**DIRECTIONS FOR THIS TASK**
All the data should come back exactly as it was given.

··· RECORDS PROVIDED

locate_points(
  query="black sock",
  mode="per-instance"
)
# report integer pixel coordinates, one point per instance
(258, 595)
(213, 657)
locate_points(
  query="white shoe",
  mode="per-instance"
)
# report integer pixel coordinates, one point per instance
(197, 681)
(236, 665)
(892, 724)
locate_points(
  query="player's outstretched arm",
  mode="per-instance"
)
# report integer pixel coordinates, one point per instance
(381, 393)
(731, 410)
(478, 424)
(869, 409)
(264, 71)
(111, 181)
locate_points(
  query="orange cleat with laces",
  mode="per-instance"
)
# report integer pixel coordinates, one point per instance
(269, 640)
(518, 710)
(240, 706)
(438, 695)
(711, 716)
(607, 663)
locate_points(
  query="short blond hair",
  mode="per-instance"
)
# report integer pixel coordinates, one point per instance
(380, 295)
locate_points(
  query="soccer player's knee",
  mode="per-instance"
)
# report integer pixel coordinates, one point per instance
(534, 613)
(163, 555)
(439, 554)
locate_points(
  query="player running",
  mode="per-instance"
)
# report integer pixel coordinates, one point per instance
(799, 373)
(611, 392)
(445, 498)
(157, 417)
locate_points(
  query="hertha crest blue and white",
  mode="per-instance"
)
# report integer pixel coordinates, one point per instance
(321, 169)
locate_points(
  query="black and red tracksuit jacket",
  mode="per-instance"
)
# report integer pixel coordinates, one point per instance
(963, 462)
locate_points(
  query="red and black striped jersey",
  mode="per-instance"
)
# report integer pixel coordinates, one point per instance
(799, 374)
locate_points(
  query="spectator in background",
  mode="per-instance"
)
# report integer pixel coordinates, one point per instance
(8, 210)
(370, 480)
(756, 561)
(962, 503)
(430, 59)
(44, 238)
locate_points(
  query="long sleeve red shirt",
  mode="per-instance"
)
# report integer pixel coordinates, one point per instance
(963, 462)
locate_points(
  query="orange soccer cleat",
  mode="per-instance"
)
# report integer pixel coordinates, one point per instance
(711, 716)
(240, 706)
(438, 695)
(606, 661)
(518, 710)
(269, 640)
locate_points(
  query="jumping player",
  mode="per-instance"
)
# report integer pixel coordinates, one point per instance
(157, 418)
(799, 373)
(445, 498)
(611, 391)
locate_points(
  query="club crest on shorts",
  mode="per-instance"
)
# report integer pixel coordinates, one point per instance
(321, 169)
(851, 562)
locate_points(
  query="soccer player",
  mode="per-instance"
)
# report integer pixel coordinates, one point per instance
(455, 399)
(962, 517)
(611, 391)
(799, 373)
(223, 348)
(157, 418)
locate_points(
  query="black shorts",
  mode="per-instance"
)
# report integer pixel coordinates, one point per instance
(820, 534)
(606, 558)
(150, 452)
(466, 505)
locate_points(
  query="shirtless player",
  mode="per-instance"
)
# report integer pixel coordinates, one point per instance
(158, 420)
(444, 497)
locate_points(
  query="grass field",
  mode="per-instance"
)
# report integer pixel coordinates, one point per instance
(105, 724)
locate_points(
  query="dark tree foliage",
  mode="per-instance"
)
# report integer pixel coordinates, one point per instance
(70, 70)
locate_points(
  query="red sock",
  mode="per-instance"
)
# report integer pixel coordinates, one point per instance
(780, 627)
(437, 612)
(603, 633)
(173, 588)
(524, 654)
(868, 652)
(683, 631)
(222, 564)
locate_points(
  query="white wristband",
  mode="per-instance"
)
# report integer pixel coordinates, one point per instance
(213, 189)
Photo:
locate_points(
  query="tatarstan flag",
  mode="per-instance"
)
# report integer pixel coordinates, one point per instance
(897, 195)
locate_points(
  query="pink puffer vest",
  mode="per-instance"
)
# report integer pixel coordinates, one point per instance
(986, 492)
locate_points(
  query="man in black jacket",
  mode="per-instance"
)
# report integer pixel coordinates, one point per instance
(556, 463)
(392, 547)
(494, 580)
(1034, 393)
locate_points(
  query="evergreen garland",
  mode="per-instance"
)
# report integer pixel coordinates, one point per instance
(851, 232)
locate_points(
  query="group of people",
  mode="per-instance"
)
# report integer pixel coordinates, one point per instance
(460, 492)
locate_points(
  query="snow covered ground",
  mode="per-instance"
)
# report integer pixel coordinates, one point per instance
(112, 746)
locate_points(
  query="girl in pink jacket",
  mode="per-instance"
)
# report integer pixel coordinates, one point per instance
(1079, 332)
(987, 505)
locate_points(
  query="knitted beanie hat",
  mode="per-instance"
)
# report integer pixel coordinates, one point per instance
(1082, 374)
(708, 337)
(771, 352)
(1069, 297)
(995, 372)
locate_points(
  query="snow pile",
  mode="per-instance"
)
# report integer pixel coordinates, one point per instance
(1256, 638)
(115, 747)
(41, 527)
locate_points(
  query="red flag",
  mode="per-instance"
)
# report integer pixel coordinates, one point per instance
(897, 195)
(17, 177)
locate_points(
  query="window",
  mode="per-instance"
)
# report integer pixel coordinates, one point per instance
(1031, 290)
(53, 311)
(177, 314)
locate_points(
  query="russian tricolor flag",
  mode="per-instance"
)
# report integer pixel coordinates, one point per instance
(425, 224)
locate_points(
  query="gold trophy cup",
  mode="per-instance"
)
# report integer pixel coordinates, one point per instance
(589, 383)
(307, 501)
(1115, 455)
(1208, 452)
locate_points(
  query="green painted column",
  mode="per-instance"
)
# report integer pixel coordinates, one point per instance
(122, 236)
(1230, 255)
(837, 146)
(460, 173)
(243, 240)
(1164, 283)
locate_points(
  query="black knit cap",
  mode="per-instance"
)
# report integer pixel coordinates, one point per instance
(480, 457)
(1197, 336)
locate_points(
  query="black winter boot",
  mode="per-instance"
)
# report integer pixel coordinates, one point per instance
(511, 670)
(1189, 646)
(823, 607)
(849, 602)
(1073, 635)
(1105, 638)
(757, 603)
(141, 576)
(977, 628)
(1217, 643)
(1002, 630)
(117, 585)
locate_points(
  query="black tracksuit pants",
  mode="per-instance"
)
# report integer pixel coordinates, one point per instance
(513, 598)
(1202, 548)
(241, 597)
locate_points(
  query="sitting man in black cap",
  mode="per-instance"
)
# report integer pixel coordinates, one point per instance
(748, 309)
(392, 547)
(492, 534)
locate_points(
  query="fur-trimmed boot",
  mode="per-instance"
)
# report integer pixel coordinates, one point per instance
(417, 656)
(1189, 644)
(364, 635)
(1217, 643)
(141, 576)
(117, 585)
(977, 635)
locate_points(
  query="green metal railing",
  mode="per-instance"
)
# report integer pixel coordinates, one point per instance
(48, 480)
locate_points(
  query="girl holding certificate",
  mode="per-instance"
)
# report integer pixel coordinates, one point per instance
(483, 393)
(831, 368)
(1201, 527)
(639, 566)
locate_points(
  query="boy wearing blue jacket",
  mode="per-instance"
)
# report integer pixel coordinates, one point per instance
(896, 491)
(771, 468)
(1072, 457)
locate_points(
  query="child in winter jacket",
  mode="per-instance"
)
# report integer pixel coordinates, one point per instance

······

**WORKED SOLUTION**
locate_points(
  query="black sock",
  mode="per-instance"
)
# report integer pixel coordinates, one point per instance
(258, 595)
(213, 657)
locate_points(
  query="white shoe",
  mode="per-instance"
)
# report integer pixel coordinates, one point per instance
(197, 681)
(236, 665)
(892, 724)
locate_points(
  query="player's outstretched arm",
  mode="per-instance"
)
# report integer pixel coordinates, one point per instance
(381, 393)
(731, 410)
(478, 424)
(869, 409)
(264, 71)
(111, 181)
locate_points(
  query="orange cleat with laces",
  mode="per-instance"
)
# report integer pixel coordinates, one point per instance
(269, 640)
(518, 710)
(240, 706)
(438, 695)
(711, 716)
(607, 663)
locate_points(
  query="short blond hair",
  mode="per-instance"
)
# report integer pixel coordinates, one point per instance
(380, 295)
locate_points(
  query="soccer player's knee",
  mode="per-instance"
)
# report integer pixel coordinates, one point per instance
(534, 613)
(163, 555)
(439, 554)
locate_points(
  query="player running",
  mode="per-instance"
)
# report integer pixel coordinates, one point per instance
(799, 373)
(611, 392)
(445, 498)
(157, 417)
locate_points(
  query="hertha crest blue and white",
  mode="per-instance"
)
# report integer pixel coordinates, one point per instance
(321, 169)
locate_points(
  query="black and red tracksuit jacket",
  mode="per-instance"
)
# report integer pixel coordinates, one point per instance
(963, 462)
locate_points(
  query="red and black striped jersey",
  mode="per-instance"
)
# report integer pixel coordinates, one point per instance
(799, 374)
locate_points(
  query="spectator in background",
  mode="per-instance"
)
# report integer pixel coordinates, one point per instance
(8, 210)
(370, 480)
(756, 561)
(962, 503)
(430, 59)
(44, 238)
locate_points(
  query="long sleeve red shirt",
  mode="per-instance"
)
# report integer pixel coordinates, one point per instance
(963, 462)
locate_points(
  query="orange soccer cleat",
  mode="per-instance"
)
# report integer pixel coordinates, one point per instance
(711, 716)
(240, 706)
(438, 695)
(606, 661)
(518, 710)
(269, 640)
locate_points(
  query="jumping player",
  mode="per-instance"
)
# report integer pixel coordinates, one point per instance
(157, 418)
(799, 373)
(445, 498)
(611, 391)
locate_points(
  query="club crest on shorts",
  mode="per-instance"
)
# report integer pixel coordinates, one point per instance
(321, 169)
(851, 562)
locate_points(
  query="soccer player",
  mode="per-instance"
)
# report integer pixel coordinates, one point per instance
(455, 399)
(962, 517)
(611, 391)
(799, 373)
(223, 348)
(157, 418)
locate_points(
  query="black shorts",
  mode="per-instance"
)
# report integer pixel coordinates, one point per instance
(820, 534)
(606, 558)
(150, 452)
(466, 505)
locate_points(
  query="shirtless player",
  mode="per-instance"
)
# report integer pixel coordinates, one point per instance
(158, 420)
(444, 497)
locate_points(
  query="grass field",
  mode="per-instance"
)
# report integer pixel coordinates, one point per instance
(105, 724)
locate_points(
  query="dark tree foliage",
  mode="per-instance"
)
# report integer pixel coordinates, one point per instance
(70, 70)
locate_points(
  query="red sock",
  mode="per-instance"
)
# report integer pixel coordinates, one point per instance
(780, 627)
(437, 612)
(603, 633)
(173, 588)
(524, 654)
(868, 652)
(683, 631)
(222, 564)
locate_points(
  query="white wristband",
  mode="per-instance"
)
# report integer pixel coordinates, one point per instance
(213, 189)
Photo:
locate_points(
  query="tatarstan flag",
  mode="per-instance"
)
# report integer pixel coordinates, one point per instance
(897, 195)
locate_points(
  query="pink puffer vest",
  mode="per-instance"
)
# report integer pixel coordinates, one point per instance
(986, 492)
locate_points(
  query="man in black jacket",
  mode="per-instance"
)
# report integer pixel coordinates, one point per instance
(556, 463)
(392, 547)
(494, 580)
(1034, 393)
locate_points(
  query="evergreen garland",
  mode="per-instance"
)
# report integer pixel coordinates, one point per instance
(851, 232)
locate_points(
  query="group of people",
  mode="per-instance"
)
# report integer pixel coordinates, one point per instance
(460, 492)
locate_points(
  query="snow covered ground",
  mode="per-instance"
)
# report integer pixel coordinates, one point per instance
(112, 746)
locate_points(
  query="girl in pink jacket",
  mode="per-instance"
)
# report integer pixel coordinates, one point per instance
(1079, 332)
(987, 505)
locate_points(
  query="knitted beanie hat",
  mode="per-instance"
)
# report integer pixel coordinates, one point per instance
(1082, 374)
(708, 337)
(771, 352)
(1069, 297)
(995, 372)
locate_points(
  query="snow pile",
  mode="per-instance"
)
# report integer pixel coordinates, one point per instance
(1256, 638)
(115, 747)
(41, 527)
locate_points(
  query="red flag",
  mode="per-instance"
)
# report integer pixel coordinates, one point per instance
(897, 195)
(17, 177)
locate_points(
  query="window",
  mode="per-instance"
)
# report integer pixel coordinates, one point per instance
(1031, 290)
(53, 311)
(177, 314)
locate_points(
  query="russian tricolor flag",
  mode="per-instance"
)
# report integer pixel coordinates, one point per instance
(425, 224)
locate_points(
  query="gold trophy cup",
  mode="per-instance"
)
# report integer pixel coordinates, one point per instance
(589, 383)
(307, 501)
(1115, 455)
(1208, 452)
locate_points(
  query="green painted column",
  mode="per-instance"
)
# report integer pixel coordinates, one point per instance
(122, 236)
(1230, 255)
(837, 146)
(460, 173)
(243, 240)
(1164, 283)
locate_points(
  query="black knit cap",
  mode="per-instance"
)
# report integer pixel coordinates, one point per instance
(480, 457)
(1197, 336)
locate_points(
  query="black winter boot",
  mode="per-instance"
)
# report integer pixel coordinates, one point per instance
(511, 670)
(1189, 646)
(823, 607)
(849, 602)
(1073, 635)
(1105, 638)
(757, 603)
(141, 576)
(977, 628)
(1217, 643)
(1002, 630)
(117, 585)
locate_points(
  query="black tracksuit pants",
  mode="per-instance"
)
# report integer pixel coordinates, one point per instance
(513, 598)
(1202, 548)
(241, 597)
locate_points(
  query="sitting man in black cap",
  mode="per-instance"
)
# report integer pixel coordinates, one point per instance
(748, 309)
(392, 547)
(492, 534)
locate_points(
  query="fur-trimmed boot",
  mode="per-instance"
)
# report integer pixel coordinates, one point per instance
(417, 656)
(1189, 644)
(364, 635)
(1217, 643)
(141, 576)
(117, 585)
(977, 635)
locate_points(
  query="green metal railing",
  mode="per-instance"
)
# report integer pixel coordinates, one point per instance
(48, 480)
locate_points(
  query="girl holding certificate",
  mode="per-instance"
)
# report integer pixel coordinates, one point per instance
(483, 393)
(831, 368)
(1201, 527)
(639, 566)
locate_points(
  query="boy wearing blue jacket",
  mode="per-instance"
)
# report integer pixel coordinates, one point per instance
(896, 491)
(771, 468)
(1072, 457)
locate_points(
  query="child in winter jacket",
  mode="per-instance"
)
# report integer pixel coordinates, one point per instance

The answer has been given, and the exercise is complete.